> **To be done**: Please format every line of the records below as a numbered list, omitting the blank lines.
START Input
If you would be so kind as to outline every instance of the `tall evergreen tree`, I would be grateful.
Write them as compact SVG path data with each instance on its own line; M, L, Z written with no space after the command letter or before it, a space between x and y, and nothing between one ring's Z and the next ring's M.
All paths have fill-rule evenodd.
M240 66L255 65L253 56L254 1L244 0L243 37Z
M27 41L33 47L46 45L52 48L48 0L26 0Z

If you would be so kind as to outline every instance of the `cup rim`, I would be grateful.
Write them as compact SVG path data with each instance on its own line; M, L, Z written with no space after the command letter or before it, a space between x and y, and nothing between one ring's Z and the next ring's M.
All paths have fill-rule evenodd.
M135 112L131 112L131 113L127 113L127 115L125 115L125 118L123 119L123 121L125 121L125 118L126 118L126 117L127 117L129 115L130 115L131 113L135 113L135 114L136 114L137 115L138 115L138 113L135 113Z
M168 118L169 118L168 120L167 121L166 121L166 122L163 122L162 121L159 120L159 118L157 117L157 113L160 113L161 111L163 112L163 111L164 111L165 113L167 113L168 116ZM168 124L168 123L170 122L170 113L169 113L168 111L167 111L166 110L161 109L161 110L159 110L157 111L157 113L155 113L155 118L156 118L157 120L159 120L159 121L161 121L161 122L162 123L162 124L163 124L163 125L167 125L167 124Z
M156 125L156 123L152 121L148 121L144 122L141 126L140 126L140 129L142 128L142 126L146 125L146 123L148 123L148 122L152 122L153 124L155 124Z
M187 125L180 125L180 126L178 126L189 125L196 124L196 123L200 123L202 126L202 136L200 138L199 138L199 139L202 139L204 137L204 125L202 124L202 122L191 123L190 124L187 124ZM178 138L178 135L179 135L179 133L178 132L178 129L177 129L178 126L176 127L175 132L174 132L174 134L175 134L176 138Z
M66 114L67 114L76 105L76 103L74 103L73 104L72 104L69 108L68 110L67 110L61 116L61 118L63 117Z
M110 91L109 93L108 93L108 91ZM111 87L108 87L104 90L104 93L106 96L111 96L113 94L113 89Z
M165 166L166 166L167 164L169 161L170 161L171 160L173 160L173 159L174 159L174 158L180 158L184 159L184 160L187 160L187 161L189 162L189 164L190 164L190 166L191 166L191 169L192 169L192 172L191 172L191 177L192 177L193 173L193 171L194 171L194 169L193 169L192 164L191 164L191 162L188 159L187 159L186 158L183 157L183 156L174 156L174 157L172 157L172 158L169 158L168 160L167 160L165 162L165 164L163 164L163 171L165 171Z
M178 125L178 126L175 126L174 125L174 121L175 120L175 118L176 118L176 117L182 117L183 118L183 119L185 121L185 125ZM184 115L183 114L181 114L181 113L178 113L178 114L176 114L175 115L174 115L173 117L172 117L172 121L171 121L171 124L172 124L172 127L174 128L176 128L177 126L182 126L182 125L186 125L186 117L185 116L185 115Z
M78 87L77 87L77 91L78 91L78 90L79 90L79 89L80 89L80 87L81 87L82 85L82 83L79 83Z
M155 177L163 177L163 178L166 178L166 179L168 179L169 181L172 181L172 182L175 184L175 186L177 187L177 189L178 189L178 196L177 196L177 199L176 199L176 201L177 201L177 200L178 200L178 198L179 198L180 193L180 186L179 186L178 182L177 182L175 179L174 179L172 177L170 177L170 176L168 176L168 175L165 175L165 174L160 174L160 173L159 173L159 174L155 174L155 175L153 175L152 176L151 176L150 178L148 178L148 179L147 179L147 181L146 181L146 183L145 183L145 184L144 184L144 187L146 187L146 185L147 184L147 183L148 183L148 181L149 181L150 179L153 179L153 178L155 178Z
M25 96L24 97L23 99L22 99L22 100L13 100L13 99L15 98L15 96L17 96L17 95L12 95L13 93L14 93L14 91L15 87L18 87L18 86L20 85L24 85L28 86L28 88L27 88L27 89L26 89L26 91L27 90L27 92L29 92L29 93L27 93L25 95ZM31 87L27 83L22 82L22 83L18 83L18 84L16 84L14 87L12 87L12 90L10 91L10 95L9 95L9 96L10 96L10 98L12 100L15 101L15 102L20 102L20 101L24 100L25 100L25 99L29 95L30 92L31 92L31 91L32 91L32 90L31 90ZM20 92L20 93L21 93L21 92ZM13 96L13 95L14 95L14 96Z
END Input
> **Final result**:
1. If you would be so kind as to outline every instance of the `tall evergreen tree`, I would be grateful.
2. Write them as compact SVG path data with each instance on its own line; M, L, Z written with no space after the command letter or before it, a space between x and y, and nothing between one ring's Z and the next ring's M.
3. All paths have fill-rule evenodd.
4. M240 66L255 65L253 56L254 1L244 0L243 37Z
5. M27 41L33 47L46 45L52 48L48 0L26 0Z
6. If you would be so kind as to outline every instance of the `cup rim`, I would be grateful.
7. Write them as compact SVG path data with each instance on its own line; M, L, Z written with no space after the command letter or before it, a space between x and y, and nothing between one ring's Z and the next ring's M.
8. All paths have fill-rule evenodd.
9. M135 112L131 112L131 113L127 113L127 115L125 115L125 118L123 119L123 121L125 121L125 118L126 118L126 117L127 117L129 115L130 115L131 113L135 113L135 114L136 114L137 115L138 115L138 113L135 113Z
10. M168 118L169 118L168 120L167 121L166 121L166 122L163 122L162 121L159 120L159 118L157 117L157 113L160 113L161 111L163 112L163 111L164 111L165 113L167 113L168 116ZM168 124L168 123L170 122L170 113L169 113L168 111L167 111L166 110L161 109L161 110L159 110L157 111L157 113L155 113L155 118L156 118L157 120L159 120L159 121L161 121L161 122L162 123L162 124L163 124L163 125L167 125L167 124Z
11. M156 125L156 123L152 121L148 121L144 122L141 126L140 126L140 129L142 128L142 126L146 125L146 123L148 123L148 122L152 122L153 124L155 124Z
12. M187 125L180 125L180 126L178 126L189 125L196 124L196 123L200 123L202 126L202 136L200 138L199 138L199 139L202 139L204 137L204 125L202 124L202 122L191 123L190 124L187 124ZM178 138L178 135L179 135L179 133L178 132L178 129L177 129L178 126L176 127L175 132L174 132L174 134L175 134L176 138Z
13. M66 114L67 114L76 105L76 103L74 103L73 104L72 104L69 108L68 110L67 110L61 116L61 118L63 117Z
14. M110 91L109 93L108 93L108 91ZM111 87L108 87L104 90L104 93L106 96L111 96L113 94L113 89Z
15. M165 166L166 166L167 164L169 161L170 161L171 160L173 160L173 159L174 159L174 158L180 158L184 159L184 160L187 160L187 161L189 162L189 164L190 164L190 166L191 166L191 169L192 169L192 172L191 172L191 177L192 177L193 173L193 171L194 171L194 169L193 169L192 164L191 164L191 162L188 159L187 159L186 158L183 157L183 156L174 156L174 157L172 157L172 158L169 158L168 160L167 160L165 162L165 164L163 164L163 171L165 171Z
16. M178 125L178 126L175 126L174 125L174 121L175 120L175 118L176 118L176 117L182 117L183 118L183 119L185 121L185 125ZM184 115L183 114L181 114L181 113L178 113L178 114L176 114L175 115L174 115L173 117L172 117L172 121L171 121L171 124L172 124L172 127L174 128L176 128L177 126L182 126L182 125L186 125L186 117L185 116L185 115Z
17. M78 87L77 87L77 91L78 91L78 90L79 90L79 89L80 89L80 87L81 87L82 85L82 83L79 83Z
18. M155 177L163 177L163 178L166 178L166 179L168 179L169 181L172 181L172 182L175 184L175 186L177 187L177 189L178 189L178 196L177 196L177 199L176 199L176 201L177 201L177 200L178 200L178 198L179 198L180 193L180 186L179 186L178 182L177 182L175 179L174 179L172 177L170 177L170 176L168 176L168 175L165 175L165 174L160 174L160 173L159 173L159 174L155 174L155 175L153 175L152 176L151 176L150 178L148 178L148 179L147 179L147 181L146 181L146 183L145 183L145 184L144 184L144 187L146 187L146 185L147 184L147 183L148 183L148 181L149 181L150 179L153 179L153 178L155 178Z
19. M25 96L24 97L23 99L22 99L22 100L13 100L13 99L15 98L15 96L17 96L17 95L12 95L13 93L14 93L14 91L15 87L18 87L18 86L20 85L24 85L28 86L28 88L27 88L27 89L26 89L26 91L27 90L27 92L29 92L29 93L27 93L25 95ZM31 87L27 83L22 82L22 83L18 83L18 84L16 84L14 87L12 87L12 90L10 91L10 95L9 95L9 96L10 96L10 98L12 100L15 101L15 102L20 102L20 101L24 100L25 100L25 99L29 95L30 92L31 92L31 91L32 91L32 90L31 90ZM20 92L20 93L21 93L21 92ZM13 96L13 95L14 95L14 96Z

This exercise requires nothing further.